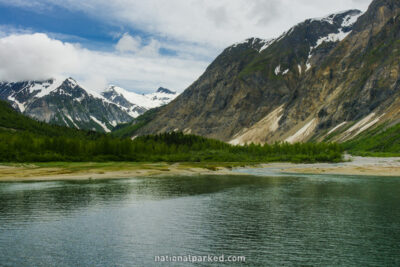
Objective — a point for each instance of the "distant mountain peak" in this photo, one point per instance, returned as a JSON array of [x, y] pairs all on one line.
[[165, 91]]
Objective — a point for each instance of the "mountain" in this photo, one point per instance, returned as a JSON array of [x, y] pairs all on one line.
[[63, 102], [328, 78], [66, 103], [136, 104]]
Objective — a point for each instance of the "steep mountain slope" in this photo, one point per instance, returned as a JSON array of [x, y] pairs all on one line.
[[328, 78], [64, 103], [13, 121], [136, 104]]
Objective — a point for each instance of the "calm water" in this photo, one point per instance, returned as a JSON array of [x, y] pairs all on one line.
[[308, 220]]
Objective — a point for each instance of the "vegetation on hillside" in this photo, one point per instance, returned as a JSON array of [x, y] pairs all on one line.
[[129, 129], [25, 140], [380, 141]]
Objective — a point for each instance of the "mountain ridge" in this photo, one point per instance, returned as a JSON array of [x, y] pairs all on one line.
[[301, 86], [64, 102]]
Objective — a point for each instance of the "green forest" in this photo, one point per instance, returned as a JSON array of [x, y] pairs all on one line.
[[382, 141], [25, 140]]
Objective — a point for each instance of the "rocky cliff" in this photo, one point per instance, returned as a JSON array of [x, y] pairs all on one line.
[[329, 78]]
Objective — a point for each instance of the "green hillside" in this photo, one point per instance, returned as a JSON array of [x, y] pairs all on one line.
[[381, 141], [25, 140]]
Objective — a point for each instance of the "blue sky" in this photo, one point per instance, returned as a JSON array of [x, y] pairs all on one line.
[[137, 44]]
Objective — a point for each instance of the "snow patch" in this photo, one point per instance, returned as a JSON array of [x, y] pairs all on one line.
[[303, 132], [267, 43], [277, 69], [258, 132], [100, 123], [349, 20], [69, 117], [21, 106], [337, 127], [332, 37]]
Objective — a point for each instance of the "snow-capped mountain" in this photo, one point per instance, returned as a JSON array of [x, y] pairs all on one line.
[[63, 102], [325, 79], [136, 104]]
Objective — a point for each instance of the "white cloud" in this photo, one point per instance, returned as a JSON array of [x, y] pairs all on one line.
[[129, 44], [197, 30], [37, 56], [213, 23]]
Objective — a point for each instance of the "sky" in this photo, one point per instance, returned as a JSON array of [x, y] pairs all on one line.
[[136, 44]]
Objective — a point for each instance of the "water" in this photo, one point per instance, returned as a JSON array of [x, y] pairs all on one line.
[[272, 221]]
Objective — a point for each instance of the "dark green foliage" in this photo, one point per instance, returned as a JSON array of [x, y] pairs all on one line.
[[25, 140], [380, 141]]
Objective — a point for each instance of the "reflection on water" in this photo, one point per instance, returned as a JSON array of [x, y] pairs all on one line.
[[319, 221]]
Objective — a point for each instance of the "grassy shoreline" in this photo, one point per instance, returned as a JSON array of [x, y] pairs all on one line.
[[115, 170]]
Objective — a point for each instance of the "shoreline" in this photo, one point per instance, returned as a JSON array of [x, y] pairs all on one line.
[[368, 166], [33, 172]]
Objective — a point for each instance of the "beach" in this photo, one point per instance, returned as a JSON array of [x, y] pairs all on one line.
[[115, 170]]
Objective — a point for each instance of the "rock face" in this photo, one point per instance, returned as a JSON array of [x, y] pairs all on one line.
[[325, 79], [63, 103], [137, 104], [66, 103]]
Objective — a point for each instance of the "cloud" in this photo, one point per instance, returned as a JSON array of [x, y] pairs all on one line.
[[194, 30], [129, 44], [212, 23], [37, 56]]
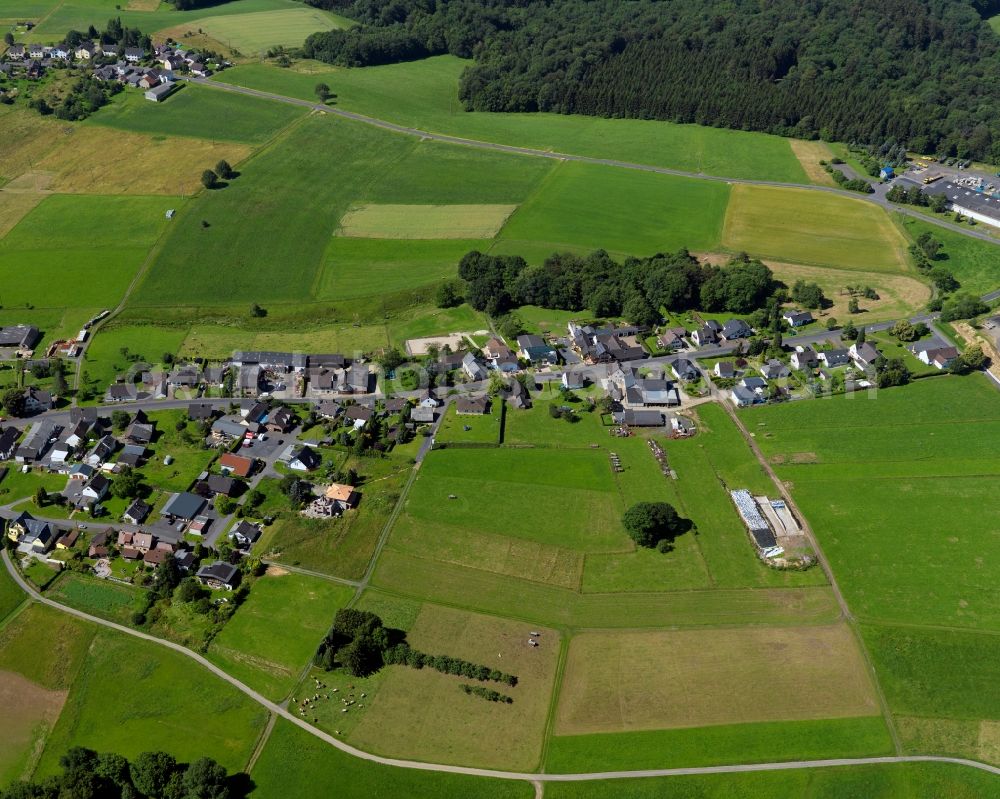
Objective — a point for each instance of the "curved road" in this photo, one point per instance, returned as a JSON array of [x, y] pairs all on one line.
[[284, 713], [878, 198]]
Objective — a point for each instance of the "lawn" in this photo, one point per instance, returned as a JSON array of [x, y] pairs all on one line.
+ + + + +
ASSIGNMENT
The answer must be an exact copy of the records above, with the pictures left out.

EXPECTED OUTPUT
Objective — a point for each instance of the "distant mountain peak" in this photo, one point per instance, returned as a JSON array of [x, y] pairs all on one line.
[[165, 91]]
Objective — a point for each instance of the "mountain" in this photo, one point per instance, returned as a JSON array of [x, y] pairs all on one line.
[[63, 102], [328, 78], [66, 103], [136, 104]]
Objective — a point for each instance of the "steep mountain slope" in this photo, one point per instance, returned as a JSON array of [x, y] pairs all on one line.
[[328, 78], [64, 103], [13, 121], [136, 104]]
Objective — a point for each instance of the "calm water" in this photo, one point per instance, returned as a JSON array of [x, y] pairs all on one line.
[[308, 220]]
Objective — a point for each instance of the "vegetation on hillside" in this photo, one point per instance, returned as a JSON array of [x, y] pairs all on one line.
[[129, 129], [25, 140], [380, 141]]
Objective — a point for each instance of the "mountain ridge" in this photo, one point per instance, returned as a JSON array of [x, y] pairs all on one line.
[[301, 86], [64, 102]]
Objective — a point for each instance of the "green forest" in this photo, one point per instance, returned as a JSON array of [x, y] pairs all on one line.
[[382, 141], [25, 140]]
Objective — a point for each instance of the "rocky cliff" in this photo, one point per instance, returned as a JSON array of [x, y] pairs all on one line.
[[329, 78]]
Objective — a point for each instance of the "green hillside" in this photo, one point per instance, returned as a JSON array of [x, y] pairs all on one line.
[[381, 141], [25, 140]]
Objective — a point for each instance of the "blue sky" in this photo, one point per instance, returned as a JSON array of [x, y] pairs all on one line.
[[137, 44]]
Objective — a point for each instance of the "snow patch" in this photo, one point per instance, returned as a JSON array of [x, y] pairs all on one line.
[[303, 132], [267, 43], [277, 69], [258, 132], [100, 123], [349, 20], [69, 117], [21, 106], [337, 127], [332, 37]]
Objective — a point for each instance of the "snow-capped mountain" in this photo, one point per instance, returned as a JSON array of [x, y] pairs all on one line.
[[63, 102], [325, 79], [136, 104]]
Objective — a point for each instance of the "white cloud" in this photo, one point per instance, returned as a JSON array of [x, y] pairs all on one line.
[[129, 44], [197, 30], [37, 56], [213, 23]]
Objective — a point for each instance of the "sky" in this photo, one point per instance, returned as a JSON array of [x, y] pairs all on one line.
[[136, 44]]
Objective — a point for each instance of the "water" in this photo, one point per instance, returned as a JSON array of [x, y] pairs all on one line.
[[272, 221]]
Objective — a point for each instance of the "dark green foliage" in this photo, one point per instance, returned as a JSON array of [x, y] pairs all on one line.
[[25, 140], [380, 141]]
Objective — a point for each instance of the "reflection on water" in this photo, one point per instance, returned as a JSON array of [x, y] pairs all on one line.
[[319, 221]]
Objective — a point for each instance of the "grassy shoreline" in this photo, one point per instance, returned as a JSON array of [x, y] pairs all on one line.
[[115, 170]]
Objective — a point for each instance of the "shoreline" in this photo, one point per instance, returned as a JSON array of [x, y] pairs all on one line.
[[368, 166], [33, 172]]
Objective — a point for each instance of the "beach" in this photo, one point per instance, returned as a JSON array of [x, y] pairs all on one line.
[[115, 170]]
Objective — a point for each instance of the "rock face" in this photo, one point per instance, returned as a JSON array of [x, y] pairs all on one line.
[[325, 79], [63, 103], [137, 104], [66, 103]]
Objective — a point for each instance of the "cloud" in this photo, one point per instance, returned as a JSON array of [x, y] pairs all on one line.
[[194, 30], [129, 44], [212, 23], [37, 56]]
Objective — a point for each instance of the "curved road" in this photo, one point per instance, returned as a JSON array of [x, y] pairs all on one line.
[[284, 713], [878, 198]]
Objective — a point for each instance of the "lawn" in this photo, one point per instance, returned as a JSON array of [x, y] pairs all on one line.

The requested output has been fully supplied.